Stated exercise
Return every record exactly as written.

[Stored entries]
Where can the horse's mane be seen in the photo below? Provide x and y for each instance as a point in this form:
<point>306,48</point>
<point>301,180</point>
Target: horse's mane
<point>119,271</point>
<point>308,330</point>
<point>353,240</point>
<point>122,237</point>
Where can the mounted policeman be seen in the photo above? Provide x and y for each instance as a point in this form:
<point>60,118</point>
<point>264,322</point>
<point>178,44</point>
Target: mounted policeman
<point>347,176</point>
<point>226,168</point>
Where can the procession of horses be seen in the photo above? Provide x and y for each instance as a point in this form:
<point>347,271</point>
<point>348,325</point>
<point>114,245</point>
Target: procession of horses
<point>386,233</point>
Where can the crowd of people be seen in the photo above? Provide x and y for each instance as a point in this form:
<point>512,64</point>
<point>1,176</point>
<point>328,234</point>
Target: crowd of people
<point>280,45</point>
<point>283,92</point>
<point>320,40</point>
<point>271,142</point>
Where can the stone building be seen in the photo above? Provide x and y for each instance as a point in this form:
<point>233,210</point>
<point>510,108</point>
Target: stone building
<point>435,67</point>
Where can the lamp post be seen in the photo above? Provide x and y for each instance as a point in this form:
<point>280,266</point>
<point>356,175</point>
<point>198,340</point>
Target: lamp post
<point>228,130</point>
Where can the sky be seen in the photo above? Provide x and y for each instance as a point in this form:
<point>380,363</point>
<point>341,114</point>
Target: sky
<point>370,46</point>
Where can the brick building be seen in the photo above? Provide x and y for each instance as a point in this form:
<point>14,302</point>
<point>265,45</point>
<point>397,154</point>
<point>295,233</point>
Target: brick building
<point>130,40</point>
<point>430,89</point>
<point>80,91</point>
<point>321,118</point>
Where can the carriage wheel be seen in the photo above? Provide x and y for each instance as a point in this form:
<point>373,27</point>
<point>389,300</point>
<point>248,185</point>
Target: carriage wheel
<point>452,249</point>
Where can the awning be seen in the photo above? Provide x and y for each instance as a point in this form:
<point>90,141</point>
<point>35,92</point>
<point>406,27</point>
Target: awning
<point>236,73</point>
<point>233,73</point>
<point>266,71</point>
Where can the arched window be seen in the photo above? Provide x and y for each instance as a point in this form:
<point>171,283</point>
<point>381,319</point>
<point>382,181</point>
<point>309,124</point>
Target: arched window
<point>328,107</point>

Complete answer
Where can the horse's mane be seen in the photo below? Provide x and y for each instance as a point in this form:
<point>306,48</point>
<point>301,180</point>
Target: horse's mane
<point>119,271</point>
<point>308,330</point>
<point>353,240</point>
<point>122,237</point>
Where can the mounted policeman be seen in the photo above? Provide x and y for each instance as a point in this form:
<point>60,118</point>
<point>264,322</point>
<point>178,44</point>
Target: mounted policeman
<point>347,176</point>
<point>226,168</point>
Where can the procession of horses be seen in the photo above? Provide x and y for each instance as a point in this form:
<point>347,271</point>
<point>348,325</point>
<point>114,245</point>
Target: procession of horses
<point>386,233</point>
Where can the crowd of people be seen in the photo above? Provide x and y for each instance as a point in this form:
<point>512,64</point>
<point>1,176</point>
<point>328,234</point>
Target: crowd of people
<point>280,45</point>
<point>283,92</point>
<point>320,40</point>
<point>271,142</point>
Where can the stone building be seen in the photo above? Provide x and y for each instance as a point in this form:
<point>233,210</point>
<point>510,108</point>
Target: stone building
<point>435,67</point>
Where can the lamp post be seen in the photo above? Provide x and y for each instance as a point in this form:
<point>280,266</point>
<point>356,175</point>
<point>198,340</point>
Target: lamp post
<point>228,130</point>
Where can the sky be seen in the photo above? Provide x and y for each instance as a point in this form:
<point>380,363</point>
<point>341,114</point>
Target: sky
<point>370,46</point>
Where can the brick building be seen in the photo above? Provide x and y for each instance as a point in this form:
<point>14,302</point>
<point>265,45</point>
<point>397,154</point>
<point>295,233</point>
Target: brick building
<point>130,40</point>
<point>430,89</point>
<point>80,91</point>
<point>321,118</point>
Where can the carriage wheel be seen in the photo above? Provide x and y for each instance as a point in this form:
<point>373,27</point>
<point>389,300</point>
<point>248,185</point>
Target: carriage wheel
<point>452,249</point>
Where can the awning be seen in the photo above? Provide x and y for each instance as a point in this form:
<point>90,141</point>
<point>35,92</point>
<point>406,27</point>
Target: awning
<point>236,73</point>
<point>233,73</point>
<point>266,71</point>
Where can the arched window be seen in the photo above? Provide x and y for each instance as a point in this form:
<point>171,283</point>
<point>381,319</point>
<point>382,181</point>
<point>309,124</point>
Target: arched window
<point>328,107</point>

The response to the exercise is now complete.